■ Exercise goal ■
Copy out, in full, every line of the material below that contains the string "positive".

■ Material for the task ■
================

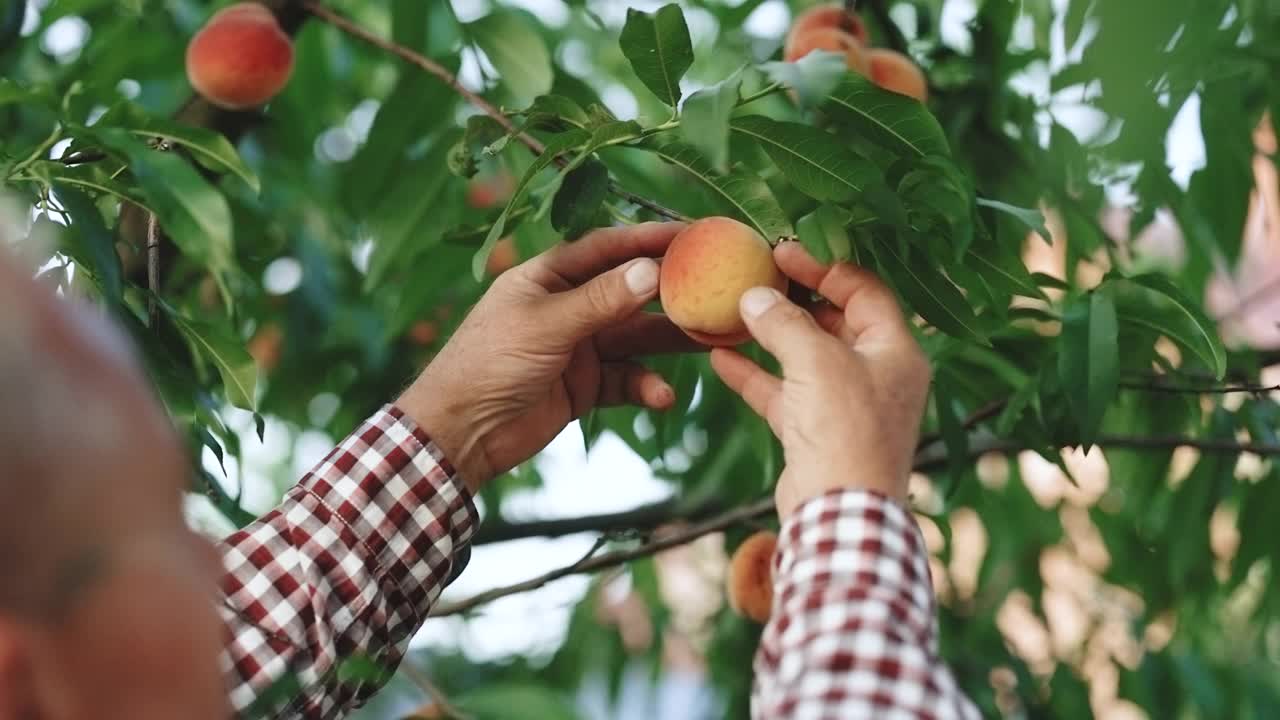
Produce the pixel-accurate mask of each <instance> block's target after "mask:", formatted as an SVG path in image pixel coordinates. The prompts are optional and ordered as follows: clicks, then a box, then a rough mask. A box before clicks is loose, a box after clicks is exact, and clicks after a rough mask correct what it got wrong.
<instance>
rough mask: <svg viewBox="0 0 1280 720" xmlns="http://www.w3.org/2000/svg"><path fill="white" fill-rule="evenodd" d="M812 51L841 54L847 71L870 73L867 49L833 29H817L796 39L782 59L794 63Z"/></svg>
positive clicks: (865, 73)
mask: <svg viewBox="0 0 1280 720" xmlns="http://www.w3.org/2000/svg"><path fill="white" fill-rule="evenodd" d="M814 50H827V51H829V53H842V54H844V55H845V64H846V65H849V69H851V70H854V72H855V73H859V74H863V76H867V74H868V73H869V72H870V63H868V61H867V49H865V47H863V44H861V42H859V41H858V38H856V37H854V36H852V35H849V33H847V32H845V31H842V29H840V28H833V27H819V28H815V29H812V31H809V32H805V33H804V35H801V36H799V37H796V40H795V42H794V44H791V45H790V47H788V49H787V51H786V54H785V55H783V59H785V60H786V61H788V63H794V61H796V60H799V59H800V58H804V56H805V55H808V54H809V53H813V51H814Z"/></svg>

================

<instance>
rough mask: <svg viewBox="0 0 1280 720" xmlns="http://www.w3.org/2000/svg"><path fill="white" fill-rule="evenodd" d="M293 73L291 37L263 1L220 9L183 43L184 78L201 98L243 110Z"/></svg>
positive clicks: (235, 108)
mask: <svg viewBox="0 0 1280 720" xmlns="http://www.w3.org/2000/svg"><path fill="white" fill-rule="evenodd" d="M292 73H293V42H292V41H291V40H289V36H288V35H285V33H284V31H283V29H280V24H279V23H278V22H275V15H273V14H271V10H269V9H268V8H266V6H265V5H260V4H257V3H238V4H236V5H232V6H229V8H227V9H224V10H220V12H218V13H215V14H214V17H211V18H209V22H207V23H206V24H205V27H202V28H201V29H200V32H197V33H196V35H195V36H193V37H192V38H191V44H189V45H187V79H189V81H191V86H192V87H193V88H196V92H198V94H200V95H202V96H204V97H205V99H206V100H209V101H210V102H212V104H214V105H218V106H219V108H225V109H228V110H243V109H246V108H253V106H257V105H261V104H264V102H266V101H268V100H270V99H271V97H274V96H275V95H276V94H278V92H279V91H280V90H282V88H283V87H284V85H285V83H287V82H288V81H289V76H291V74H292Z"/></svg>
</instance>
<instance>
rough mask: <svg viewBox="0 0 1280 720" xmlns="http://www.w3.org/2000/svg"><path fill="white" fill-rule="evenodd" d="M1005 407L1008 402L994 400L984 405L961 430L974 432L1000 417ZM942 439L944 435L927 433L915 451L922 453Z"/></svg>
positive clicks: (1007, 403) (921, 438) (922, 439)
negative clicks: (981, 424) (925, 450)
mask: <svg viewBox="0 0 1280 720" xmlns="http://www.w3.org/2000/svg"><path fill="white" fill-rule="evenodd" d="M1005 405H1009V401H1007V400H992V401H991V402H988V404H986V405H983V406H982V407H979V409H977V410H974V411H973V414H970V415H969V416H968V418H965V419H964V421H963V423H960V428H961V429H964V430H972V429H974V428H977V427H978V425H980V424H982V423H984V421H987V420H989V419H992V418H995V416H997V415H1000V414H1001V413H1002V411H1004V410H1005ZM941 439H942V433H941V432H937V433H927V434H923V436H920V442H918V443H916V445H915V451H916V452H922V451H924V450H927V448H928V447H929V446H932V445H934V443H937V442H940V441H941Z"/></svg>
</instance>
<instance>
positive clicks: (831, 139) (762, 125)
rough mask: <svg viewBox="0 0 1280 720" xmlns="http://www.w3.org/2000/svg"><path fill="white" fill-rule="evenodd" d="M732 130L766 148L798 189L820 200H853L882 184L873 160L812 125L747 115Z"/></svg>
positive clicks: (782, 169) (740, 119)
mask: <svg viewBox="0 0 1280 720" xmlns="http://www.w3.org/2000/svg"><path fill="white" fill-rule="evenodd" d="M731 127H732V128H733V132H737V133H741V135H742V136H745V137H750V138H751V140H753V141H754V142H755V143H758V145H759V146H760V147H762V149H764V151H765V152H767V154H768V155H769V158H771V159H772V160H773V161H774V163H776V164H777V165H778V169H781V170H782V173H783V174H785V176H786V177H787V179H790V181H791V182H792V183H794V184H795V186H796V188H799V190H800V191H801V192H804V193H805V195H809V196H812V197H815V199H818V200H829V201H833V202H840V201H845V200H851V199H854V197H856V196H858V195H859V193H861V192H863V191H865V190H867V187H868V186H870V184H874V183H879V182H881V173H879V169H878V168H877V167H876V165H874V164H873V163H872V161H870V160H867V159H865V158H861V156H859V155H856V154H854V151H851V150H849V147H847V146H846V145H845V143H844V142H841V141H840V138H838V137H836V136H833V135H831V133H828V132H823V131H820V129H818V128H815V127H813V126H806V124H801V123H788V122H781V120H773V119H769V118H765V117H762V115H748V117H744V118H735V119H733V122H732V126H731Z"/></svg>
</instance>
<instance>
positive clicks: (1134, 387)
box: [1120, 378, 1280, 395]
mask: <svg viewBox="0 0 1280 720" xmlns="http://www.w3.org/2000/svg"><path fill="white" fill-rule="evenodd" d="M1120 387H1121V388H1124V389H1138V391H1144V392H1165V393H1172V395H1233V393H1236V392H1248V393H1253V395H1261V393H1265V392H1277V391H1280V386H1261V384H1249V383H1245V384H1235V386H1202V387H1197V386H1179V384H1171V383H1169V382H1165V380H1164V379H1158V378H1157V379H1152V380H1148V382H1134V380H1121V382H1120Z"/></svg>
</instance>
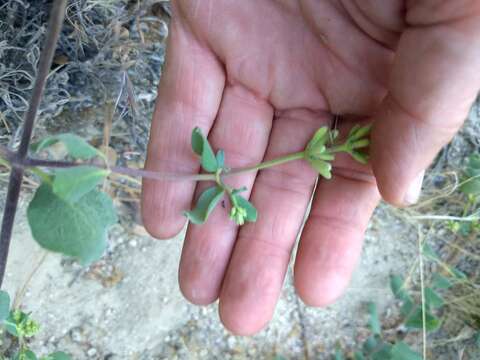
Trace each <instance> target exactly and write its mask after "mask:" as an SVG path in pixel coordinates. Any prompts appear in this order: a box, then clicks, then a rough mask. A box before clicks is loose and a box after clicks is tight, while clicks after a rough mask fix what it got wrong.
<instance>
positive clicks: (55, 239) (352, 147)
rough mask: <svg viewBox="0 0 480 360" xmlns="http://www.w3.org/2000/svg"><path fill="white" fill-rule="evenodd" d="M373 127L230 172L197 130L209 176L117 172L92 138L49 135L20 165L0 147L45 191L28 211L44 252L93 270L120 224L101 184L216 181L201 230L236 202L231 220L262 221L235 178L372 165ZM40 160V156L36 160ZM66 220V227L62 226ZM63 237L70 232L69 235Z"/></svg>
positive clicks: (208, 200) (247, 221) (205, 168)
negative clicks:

================

■ Response area ■
positive clicks: (865, 73)
positive clicks: (235, 108)
positive clicks: (1007, 403) (921, 438) (922, 439)
positive clicks: (831, 139) (762, 125)
positive clicks: (782, 169) (740, 119)
positive clicks: (1134, 387)
positive clicks: (55, 239) (352, 147)
positive clicks: (208, 200) (247, 221) (205, 168)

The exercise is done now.